→ **What the task requires**
Can you retype the rows below, everything from the line that contains "Question: In the picture above, for every instance of the tall" down to the line that contains "[(95, 137)]", with both of those lines included?
-------
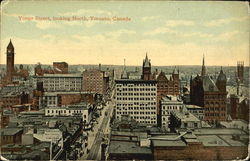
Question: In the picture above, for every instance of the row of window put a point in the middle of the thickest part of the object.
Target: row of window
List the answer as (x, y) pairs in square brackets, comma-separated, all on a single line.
[(136, 108), (135, 113), (136, 89), (171, 107), (136, 98), (215, 114), (136, 103), (133, 85)]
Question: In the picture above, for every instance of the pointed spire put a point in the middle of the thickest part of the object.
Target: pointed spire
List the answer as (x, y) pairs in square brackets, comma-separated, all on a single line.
[(10, 45), (203, 70)]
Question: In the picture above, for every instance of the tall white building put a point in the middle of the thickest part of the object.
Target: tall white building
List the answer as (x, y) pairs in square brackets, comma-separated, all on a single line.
[(60, 82), (168, 104), (137, 98)]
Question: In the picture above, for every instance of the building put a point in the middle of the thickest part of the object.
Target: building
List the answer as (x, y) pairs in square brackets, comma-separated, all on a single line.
[(196, 111), (146, 69), (84, 110), (205, 93), (10, 61), (12, 99), (201, 144), (239, 107), (166, 87), (61, 67), (183, 119), (95, 81), (54, 99), (11, 135), (60, 82), (136, 98), (240, 72), (167, 105)]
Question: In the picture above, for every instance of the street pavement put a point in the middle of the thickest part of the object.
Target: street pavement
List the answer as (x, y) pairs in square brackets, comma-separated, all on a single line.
[(95, 137)]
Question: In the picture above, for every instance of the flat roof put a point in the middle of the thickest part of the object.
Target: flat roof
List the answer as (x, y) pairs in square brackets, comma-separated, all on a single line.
[(59, 75), (10, 131), (218, 131), (168, 143), (134, 81), (185, 117), (118, 147), (194, 106), (212, 140)]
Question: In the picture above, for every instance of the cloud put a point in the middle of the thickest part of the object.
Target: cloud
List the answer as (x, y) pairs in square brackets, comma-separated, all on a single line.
[(96, 49), (174, 23), (225, 36), (87, 12), (219, 22), (160, 30)]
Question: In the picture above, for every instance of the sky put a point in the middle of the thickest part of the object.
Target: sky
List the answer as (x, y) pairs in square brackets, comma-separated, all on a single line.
[(171, 33)]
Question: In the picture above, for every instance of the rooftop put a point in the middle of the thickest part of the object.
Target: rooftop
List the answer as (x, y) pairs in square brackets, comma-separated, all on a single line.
[(60, 75), (10, 131), (119, 147), (187, 116)]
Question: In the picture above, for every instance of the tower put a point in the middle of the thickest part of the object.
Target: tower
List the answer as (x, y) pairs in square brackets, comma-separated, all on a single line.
[(203, 69), (240, 71), (10, 61), (221, 81), (146, 69)]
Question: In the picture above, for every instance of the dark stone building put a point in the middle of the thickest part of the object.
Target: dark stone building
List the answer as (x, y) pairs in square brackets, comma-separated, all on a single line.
[(146, 69), (212, 96)]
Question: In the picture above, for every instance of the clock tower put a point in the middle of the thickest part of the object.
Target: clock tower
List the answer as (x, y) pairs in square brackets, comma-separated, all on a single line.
[(10, 61)]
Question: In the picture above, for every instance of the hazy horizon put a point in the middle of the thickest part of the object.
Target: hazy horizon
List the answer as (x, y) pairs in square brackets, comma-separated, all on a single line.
[(170, 32)]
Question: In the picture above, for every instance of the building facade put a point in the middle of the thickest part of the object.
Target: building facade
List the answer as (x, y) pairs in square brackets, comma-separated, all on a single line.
[(10, 61), (94, 81), (169, 104), (209, 95), (60, 82), (136, 98)]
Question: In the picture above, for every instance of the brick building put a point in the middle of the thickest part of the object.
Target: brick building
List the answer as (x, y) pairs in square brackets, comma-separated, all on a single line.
[(205, 93), (11, 135), (166, 87), (239, 109), (146, 69), (61, 67), (202, 144), (14, 99), (94, 81)]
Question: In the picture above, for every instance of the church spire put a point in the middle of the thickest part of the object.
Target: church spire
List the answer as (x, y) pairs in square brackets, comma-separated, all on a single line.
[(203, 70), (10, 46)]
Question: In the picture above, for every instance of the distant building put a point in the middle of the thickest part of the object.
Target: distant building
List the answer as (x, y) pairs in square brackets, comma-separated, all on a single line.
[(10, 61), (167, 105), (240, 72), (146, 69), (183, 119), (205, 93), (196, 111), (166, 87), (95, 81), (60, 82), (239, 108), (83, 110), (136, 98), (11, 135), (61, 67)]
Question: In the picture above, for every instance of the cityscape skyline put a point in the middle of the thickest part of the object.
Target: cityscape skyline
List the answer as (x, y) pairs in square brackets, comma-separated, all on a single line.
[(171, 33)]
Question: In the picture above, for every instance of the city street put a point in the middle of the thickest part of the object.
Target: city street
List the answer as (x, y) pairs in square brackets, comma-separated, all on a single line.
[(96, 136)]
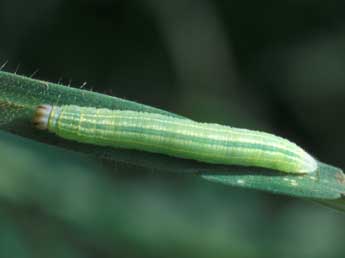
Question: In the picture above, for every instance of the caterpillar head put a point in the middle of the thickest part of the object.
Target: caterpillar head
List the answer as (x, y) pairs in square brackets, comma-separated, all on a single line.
[(41, 117)]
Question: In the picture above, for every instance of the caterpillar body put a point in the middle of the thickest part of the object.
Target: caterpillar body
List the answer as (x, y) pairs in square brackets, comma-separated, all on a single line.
[(182, 138)]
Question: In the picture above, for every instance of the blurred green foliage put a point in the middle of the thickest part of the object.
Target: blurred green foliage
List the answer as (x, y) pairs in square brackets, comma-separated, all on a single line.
[(274, 66)]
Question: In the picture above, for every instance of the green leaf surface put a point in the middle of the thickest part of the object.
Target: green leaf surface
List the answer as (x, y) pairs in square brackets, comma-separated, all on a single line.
[(19, 97)]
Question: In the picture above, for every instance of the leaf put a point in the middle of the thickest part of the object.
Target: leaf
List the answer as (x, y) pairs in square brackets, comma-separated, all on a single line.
[(19, 96)]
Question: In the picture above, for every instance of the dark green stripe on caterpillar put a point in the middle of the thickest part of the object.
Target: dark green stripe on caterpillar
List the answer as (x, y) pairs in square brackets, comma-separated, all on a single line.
[(183, 138)]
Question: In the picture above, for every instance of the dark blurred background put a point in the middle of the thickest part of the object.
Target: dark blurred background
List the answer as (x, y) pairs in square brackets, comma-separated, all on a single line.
[(276, 66)]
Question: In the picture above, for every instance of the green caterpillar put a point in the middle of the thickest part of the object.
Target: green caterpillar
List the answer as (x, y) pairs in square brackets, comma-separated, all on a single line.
[(182, 138)]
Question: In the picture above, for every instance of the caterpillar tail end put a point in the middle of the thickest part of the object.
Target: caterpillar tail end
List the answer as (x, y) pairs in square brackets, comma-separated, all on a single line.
[(310, 165), (41, 117)]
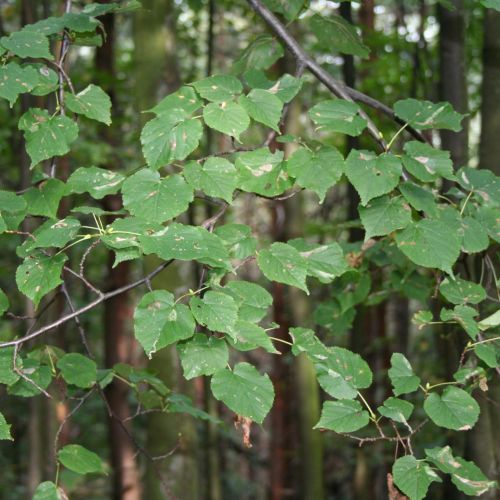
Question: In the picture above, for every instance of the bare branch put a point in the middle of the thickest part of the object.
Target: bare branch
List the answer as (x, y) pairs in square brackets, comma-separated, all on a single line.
[(337, 88)]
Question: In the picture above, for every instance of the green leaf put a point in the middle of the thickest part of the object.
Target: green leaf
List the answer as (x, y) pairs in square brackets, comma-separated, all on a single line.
[(244, 391), (372, 175), (401, 374), (46, 136), (217, 311), (202, 355), (459, 291), (262, 172), (423, 243), (91, 102), (218, 88), (324, 262), (384, 215), (4, 302), (39, 274), (316, 170), (465, 475), (262, 53), (178, 241), (47, 491), (80, 460), (78, 370), (335, 33), (464, 316), (263, 107), (489, 354), (337, 115), (396, 409), (474, 235), (491, 4), (484, 183), (15, 80), (5, 434), (226, 117), (170, 137), (216, 177), (151, 198), (27, 44), (342, 372), (99, 182), (159, 322), (424, 115), (343, 416), (40, 375), (426, 163), (52, 234), (455, 409), (7, 374), (419, 198), (247, 336), (185, 100), (44, 199), (238, 239), (413, 477), (283, 263)]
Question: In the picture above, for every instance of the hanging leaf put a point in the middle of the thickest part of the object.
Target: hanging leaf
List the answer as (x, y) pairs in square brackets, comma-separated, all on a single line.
[(15, 80), (218, 88), (91, 102), (343, 416), (5, 434), (455, 409), (401, 374), (244, 391), (170, 137), (384, 215), (324, 262), (283, 263), (185, 100), (262, 172), (98, 182), (216, 177), (424, 115), (262, 53), (39, 274), (159, 322), (26, 43), (226, 117), (46, 136), (341, 373), (396, 409), (334, 32), (316, 170), (78, 370), (178, 241), (459, 291), (217, 311), (423, 244), (151, 198), (426, 163), (413, 477), (466, 476), (337, 115), (372, 175), (202, 355), (80, 460)]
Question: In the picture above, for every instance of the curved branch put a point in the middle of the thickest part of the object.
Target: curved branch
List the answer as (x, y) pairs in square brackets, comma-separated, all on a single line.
[(88, 307), (337, 88)]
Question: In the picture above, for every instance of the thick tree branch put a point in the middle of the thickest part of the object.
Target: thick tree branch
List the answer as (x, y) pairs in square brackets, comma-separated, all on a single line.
[(88, 307), (337, 88)]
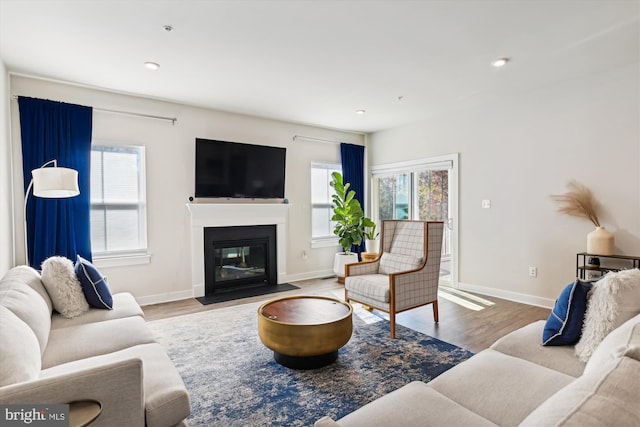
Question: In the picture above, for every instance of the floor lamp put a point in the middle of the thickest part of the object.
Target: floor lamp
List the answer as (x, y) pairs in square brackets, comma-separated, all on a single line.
[(50, 183)]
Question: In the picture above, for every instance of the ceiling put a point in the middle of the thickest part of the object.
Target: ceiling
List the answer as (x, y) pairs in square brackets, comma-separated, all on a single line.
[(317, 62)]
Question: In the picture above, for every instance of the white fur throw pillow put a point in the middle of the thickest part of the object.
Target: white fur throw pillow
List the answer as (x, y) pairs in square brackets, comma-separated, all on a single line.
[(63, 286), (613, 300)]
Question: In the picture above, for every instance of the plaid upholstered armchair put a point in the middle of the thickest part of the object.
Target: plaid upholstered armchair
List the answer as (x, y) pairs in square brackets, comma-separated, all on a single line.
[(405, 276)]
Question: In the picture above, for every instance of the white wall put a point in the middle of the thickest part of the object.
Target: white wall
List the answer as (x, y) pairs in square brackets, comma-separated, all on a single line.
[(170, 161), (518, 152), (6, 226)]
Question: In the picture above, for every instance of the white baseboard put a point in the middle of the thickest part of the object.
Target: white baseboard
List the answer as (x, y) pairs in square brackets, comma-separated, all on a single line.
[(319, 274), (508, 295), (160, 298)]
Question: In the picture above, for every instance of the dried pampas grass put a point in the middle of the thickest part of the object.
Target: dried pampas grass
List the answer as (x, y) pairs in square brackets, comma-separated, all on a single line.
[(578, 201)]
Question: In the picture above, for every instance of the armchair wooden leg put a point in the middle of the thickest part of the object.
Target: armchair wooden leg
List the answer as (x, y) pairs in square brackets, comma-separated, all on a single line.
[(392, 324)]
-------
→ **Solution for this exercise**
Question: In the picture above, for every instance of the tall white building put a point in the middle of the thickest part of the object.
Target: tall white building
List the answer as (x, y) pairs in square brackets, comma-separated, all on a single line.
[(60, 82), (168, 104), (137, 98)]
Question: In the picture above, for every instance of the building put a point in the middle of the thickest part of the object.
Target: building
List the answer as (x, y) pairs in square brackets, comma-separated, all on a single line.
[(196, 111), (146, 69), (84, 110), (205, 93), (10, 61), (12, 99), (201, 144), (239, 107), (166, 87), (61, 67), (183, 119), (95, 81), (54, 99), (11, 135), (60, 82), (136, 98), (240, 72), (167, 105)]
Question: In the picture above, for every instance of the street pavement put a point in the middle of the thickest part of the object.
Target: street pavement
List the answer as (x, y) pairs in square brackets, comma-separated, all on a single line.
[(95, 137)]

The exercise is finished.